In June 1869, Loyson delivered an address before the Ligue internationale de la paix, which was founded by Frédéric Passy, in which he spoke of the Jewish religion, the Catholic religion, and the Protestant religion, as being the three great religions of civilized peoples; this expression elicited severe censures from the Catholic press. In 1869, he protested against the manner in which the First Vatican Council was convened.

He was ordered to retract, but he refused and broke with his order in an open letter of 20 September 1869, addressed to the General of the Discalced Carmelites, but evidently intended for the governing powers of the Church. In it he protested against the "sacrilegious perversion of the Gospel", and went on to say: "It is my profound conviction that if France in particular and the Latin races in general, are given up to social, moral, and religious anarchy, the principal cause is not Catholicism itself, but the manner in which Catholicism has for a long time been understood and practised." His manifesto against the alleged abuses in the Church created intense excitement, not only in France, but throughout the civilized world, and the young monk was hailed as a powerful ally by all the open opponents of the Papacy.

Information shown
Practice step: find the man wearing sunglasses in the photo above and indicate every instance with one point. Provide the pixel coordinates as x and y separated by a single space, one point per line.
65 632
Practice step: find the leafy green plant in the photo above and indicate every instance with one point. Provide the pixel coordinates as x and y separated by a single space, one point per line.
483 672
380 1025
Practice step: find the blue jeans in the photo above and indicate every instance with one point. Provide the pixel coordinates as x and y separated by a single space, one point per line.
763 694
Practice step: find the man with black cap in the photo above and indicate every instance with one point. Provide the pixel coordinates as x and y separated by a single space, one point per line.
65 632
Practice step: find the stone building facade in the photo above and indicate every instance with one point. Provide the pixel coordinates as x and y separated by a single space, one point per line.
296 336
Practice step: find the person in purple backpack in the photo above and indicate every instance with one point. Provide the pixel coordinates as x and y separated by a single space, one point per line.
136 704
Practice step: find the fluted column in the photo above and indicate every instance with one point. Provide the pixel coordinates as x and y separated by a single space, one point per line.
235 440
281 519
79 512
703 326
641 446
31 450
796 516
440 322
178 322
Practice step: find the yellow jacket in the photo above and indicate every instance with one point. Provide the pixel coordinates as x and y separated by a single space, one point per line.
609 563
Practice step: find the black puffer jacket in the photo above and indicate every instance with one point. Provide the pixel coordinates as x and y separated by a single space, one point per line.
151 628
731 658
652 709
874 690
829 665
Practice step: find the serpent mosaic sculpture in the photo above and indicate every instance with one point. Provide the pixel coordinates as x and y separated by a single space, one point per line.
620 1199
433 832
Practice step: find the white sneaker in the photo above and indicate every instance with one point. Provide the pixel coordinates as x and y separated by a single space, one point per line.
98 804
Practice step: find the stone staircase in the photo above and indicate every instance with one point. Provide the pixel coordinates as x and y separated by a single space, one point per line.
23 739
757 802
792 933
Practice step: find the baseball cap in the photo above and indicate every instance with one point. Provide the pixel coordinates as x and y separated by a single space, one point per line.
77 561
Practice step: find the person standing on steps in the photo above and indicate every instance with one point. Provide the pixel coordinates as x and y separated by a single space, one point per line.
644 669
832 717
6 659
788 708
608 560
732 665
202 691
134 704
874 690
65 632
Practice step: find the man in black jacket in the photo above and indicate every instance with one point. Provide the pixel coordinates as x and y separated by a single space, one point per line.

Directions
- 1) Retype the section of the Loyson passage that begins with the words containing "In June 1869, Loyson" and ends with "Council was convened.".
- 2) According to the Loyson passage, to whom was the open letter of 20 September 1869 addressed?
- 3) Using the Loyson passage, explain why Loyson's June 1869 address drew severe censures from the Catholic press.
The rows come from a different source than the Loyson passage.

Results
- 1)
In June 1869, Loyson delivered an address before the Ligue internationale de la paix, which was founded by Frédéric Passy, in which he spoke of the Jewish religion, the Catholic religion, and the Protestant religion, as being the three great religions of civilized peoples; this expression elicited severe censures from the Catholic press. In 1869, he protested against the manner in which the First Vatican Council was convened.

- 2) It was addressed to the General of the Discalced Carmelites.

- 3) In that address, Loyson spoke of the Jewish, Catholic and Protestant religions as the three great religions of civilized peoples. That expression is what drew severe censures from the Catholic press.